Also nach Möglichkeit einfach mal ausprobieren.


----------



## Faxe007 (28. Dezember 2015)

Es vergessen viele (ohne FreeSync oder GSync) dass 40 fps viel besser auf einem 144 Hz Monitor aussehen als auf einem 60 Hz Monitor


----------



## hugo-03 (28. Dezember 2015)

Yoshi-M schrieb:


> Ich spiele ebenfalls BF4, und bin von Ultra runter, da ich in High keinen bis nur minimalen Unterschied sehe, aber dafür meine FPS konstant hoch halte. So verschieden können die Eindrücke wohl sein.
> Der eine Sieht keine/kaum Unterschiede, der andere jedoch deutliche.
> Diejenigen, denen in High/Medium noch genügend Details vorhanden sind, für diejenigen lohnt sich auch mehr wie FHD bzw. 144Hz.
> 
> https://geizhals.de/steinberg-ur242-a1242793.html


wie gesagt es war ein mix aus med/high settings und kein hbao+ usw.
das sieht man schon deutlich, meine alte graka war nur eine 280 (non x) mehr ging da nicht bei FHD.


----------



## Yoshi-M (28. Dezember 2015)

Ich hab es gerade mal mit einem typischen "FPS-Shooter" (BF4) ausprobiert. 
Wohlgemerkt, ich habe nur eine einzige Grafikkarte, somit kein SLI, habe auf 1440p gestellt, und die Einstellungen auf Hoch/Ultra gestellt.

Ich bin geschmeidig über den 144 FPS, (~150 bis 160 FPS) 
Und wenn ich jetzt alles auf "Hoch" statt "Ultra" stelle, schieße ich rauf ans 200 FPS-Limit des Spiels.
Klar hab ich jetzt eine 980ti, aber so viel schlechter ist eine 980 oder meinetwegen R9 390 auch nicht, als dass sich ein solcher Monitor nicht lohnen würde.

1440p + 144Hz + Hoch/Ultra ist also auch ohne High End SLI möglich.

Edit: 
Noch eine zusätzliche Anmerkung: ich habe in einem vorherigen Post ein Video verlinkt, in dem man recht gut sieht, dass es wirklich nicht unbedingt immer "Ultra" sein muss.

[Zeilen mit Daten zu Box-Annotationen]
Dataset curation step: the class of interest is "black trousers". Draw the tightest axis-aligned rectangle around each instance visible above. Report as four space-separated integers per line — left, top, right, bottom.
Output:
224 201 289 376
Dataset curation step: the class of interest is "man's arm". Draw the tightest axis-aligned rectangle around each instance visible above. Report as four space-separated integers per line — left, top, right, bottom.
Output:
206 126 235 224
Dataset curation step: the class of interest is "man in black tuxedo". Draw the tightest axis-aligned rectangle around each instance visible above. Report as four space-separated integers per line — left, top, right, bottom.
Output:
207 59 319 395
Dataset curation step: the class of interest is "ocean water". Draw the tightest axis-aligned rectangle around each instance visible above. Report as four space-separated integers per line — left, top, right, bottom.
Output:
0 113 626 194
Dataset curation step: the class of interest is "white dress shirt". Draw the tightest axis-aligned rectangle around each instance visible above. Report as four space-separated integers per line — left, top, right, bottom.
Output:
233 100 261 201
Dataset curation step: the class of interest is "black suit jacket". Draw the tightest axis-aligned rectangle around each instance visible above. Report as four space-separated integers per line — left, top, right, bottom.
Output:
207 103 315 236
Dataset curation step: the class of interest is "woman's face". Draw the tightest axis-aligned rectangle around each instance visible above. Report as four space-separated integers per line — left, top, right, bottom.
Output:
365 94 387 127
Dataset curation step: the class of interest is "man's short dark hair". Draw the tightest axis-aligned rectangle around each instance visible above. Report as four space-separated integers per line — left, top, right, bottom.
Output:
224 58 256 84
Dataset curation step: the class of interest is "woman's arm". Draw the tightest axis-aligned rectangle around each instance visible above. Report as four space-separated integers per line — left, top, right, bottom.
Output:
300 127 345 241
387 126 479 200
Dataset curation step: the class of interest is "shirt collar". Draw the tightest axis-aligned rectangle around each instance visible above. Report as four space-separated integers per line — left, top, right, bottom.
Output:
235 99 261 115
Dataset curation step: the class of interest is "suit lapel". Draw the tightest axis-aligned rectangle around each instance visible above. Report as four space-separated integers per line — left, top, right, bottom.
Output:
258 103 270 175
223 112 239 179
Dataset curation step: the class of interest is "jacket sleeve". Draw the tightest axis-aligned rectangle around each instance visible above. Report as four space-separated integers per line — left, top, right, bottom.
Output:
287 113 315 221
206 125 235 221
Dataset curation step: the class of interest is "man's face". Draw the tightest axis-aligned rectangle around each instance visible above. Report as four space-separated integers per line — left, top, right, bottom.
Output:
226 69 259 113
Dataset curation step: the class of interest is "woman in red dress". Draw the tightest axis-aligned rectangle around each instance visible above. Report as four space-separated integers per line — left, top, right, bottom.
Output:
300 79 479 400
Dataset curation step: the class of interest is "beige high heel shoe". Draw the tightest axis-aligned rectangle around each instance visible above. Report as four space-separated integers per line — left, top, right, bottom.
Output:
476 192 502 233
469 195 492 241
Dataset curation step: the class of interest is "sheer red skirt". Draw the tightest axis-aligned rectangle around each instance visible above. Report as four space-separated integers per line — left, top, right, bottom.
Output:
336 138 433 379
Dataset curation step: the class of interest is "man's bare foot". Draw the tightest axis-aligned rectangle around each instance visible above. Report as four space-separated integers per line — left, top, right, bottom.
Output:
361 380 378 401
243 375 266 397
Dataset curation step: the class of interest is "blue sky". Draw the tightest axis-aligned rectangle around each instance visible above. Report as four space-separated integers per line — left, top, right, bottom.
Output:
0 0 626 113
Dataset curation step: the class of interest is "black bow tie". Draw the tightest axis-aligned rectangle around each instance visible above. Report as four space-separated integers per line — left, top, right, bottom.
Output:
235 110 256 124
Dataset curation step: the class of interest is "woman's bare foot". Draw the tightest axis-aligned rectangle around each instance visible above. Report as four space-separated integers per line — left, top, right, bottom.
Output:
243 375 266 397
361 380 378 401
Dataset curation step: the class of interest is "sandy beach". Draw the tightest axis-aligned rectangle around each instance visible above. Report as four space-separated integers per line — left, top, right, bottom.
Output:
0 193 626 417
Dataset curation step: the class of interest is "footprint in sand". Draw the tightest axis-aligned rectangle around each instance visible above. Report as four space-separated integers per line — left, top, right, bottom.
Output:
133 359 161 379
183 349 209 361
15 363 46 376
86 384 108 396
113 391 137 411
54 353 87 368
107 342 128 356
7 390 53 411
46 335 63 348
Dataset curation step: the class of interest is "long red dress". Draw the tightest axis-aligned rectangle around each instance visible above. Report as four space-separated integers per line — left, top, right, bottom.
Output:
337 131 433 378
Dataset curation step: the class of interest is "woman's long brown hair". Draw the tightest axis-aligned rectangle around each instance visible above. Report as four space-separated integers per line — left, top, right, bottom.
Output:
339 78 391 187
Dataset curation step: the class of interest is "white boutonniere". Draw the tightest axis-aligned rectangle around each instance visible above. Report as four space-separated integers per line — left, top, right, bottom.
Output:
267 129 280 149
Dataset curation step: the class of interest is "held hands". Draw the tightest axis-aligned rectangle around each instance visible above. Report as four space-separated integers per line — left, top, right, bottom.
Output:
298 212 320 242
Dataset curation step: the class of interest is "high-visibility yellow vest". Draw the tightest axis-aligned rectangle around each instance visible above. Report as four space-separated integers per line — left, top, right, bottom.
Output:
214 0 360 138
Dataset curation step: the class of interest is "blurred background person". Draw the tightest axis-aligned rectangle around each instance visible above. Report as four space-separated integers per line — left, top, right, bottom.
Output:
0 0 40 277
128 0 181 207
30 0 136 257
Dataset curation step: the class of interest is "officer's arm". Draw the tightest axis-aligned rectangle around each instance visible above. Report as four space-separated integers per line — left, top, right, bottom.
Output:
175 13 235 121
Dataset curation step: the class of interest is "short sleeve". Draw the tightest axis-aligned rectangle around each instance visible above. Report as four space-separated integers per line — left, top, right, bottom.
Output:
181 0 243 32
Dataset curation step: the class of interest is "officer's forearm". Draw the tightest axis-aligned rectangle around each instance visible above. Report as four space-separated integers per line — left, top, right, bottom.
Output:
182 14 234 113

Aufgabe 1:
Warum hat Yoshi-M laut dem im Forenthread zitierten Beitrag bei BF4 die Grafikeinstellung von Ultra auf High gesenkt? Antworte in ein bis drei Sätzen.
Aufgabe 2:
Wandle die Einträge vom Anfang bis einschließlich der Zeile mit "206 126 235 224" in eine zweispaltige CSV mit den Spalten anweisung und ausgabe um. Jede Zeile soll einem Eintrag entsprechen und den Text sowie die zugehörige Antwort je in einem Feld in Anführungszeichen enthalten, wobei Zeilenumbrüche durch Leerzeichen ersetzt werden.

Lösung 1:
Yoshi-M sieht in High keinen oder nur einen minimalen Unterschied zu Ultra. Mit der niedrigeren Einstellung hält er aber seine FPS konstant hoch.

Lösung 2:
anweisung,ausgabe
"Dataset curation step: the class of interest is ""black trousers"". Draw the tightest axis-aligned rectangle around each instance visible above. Report as four space-separated integers per line — left, top, right, bottom. Output:","224 201 289 376"
"Dataset curation step: the class of interest is ""man's arm"". Draw the tightest axis-aligned rectangle around each instance visible above. Report as four space-separated integers per line — left, top, right, bottom. Output:","206 126 235 224"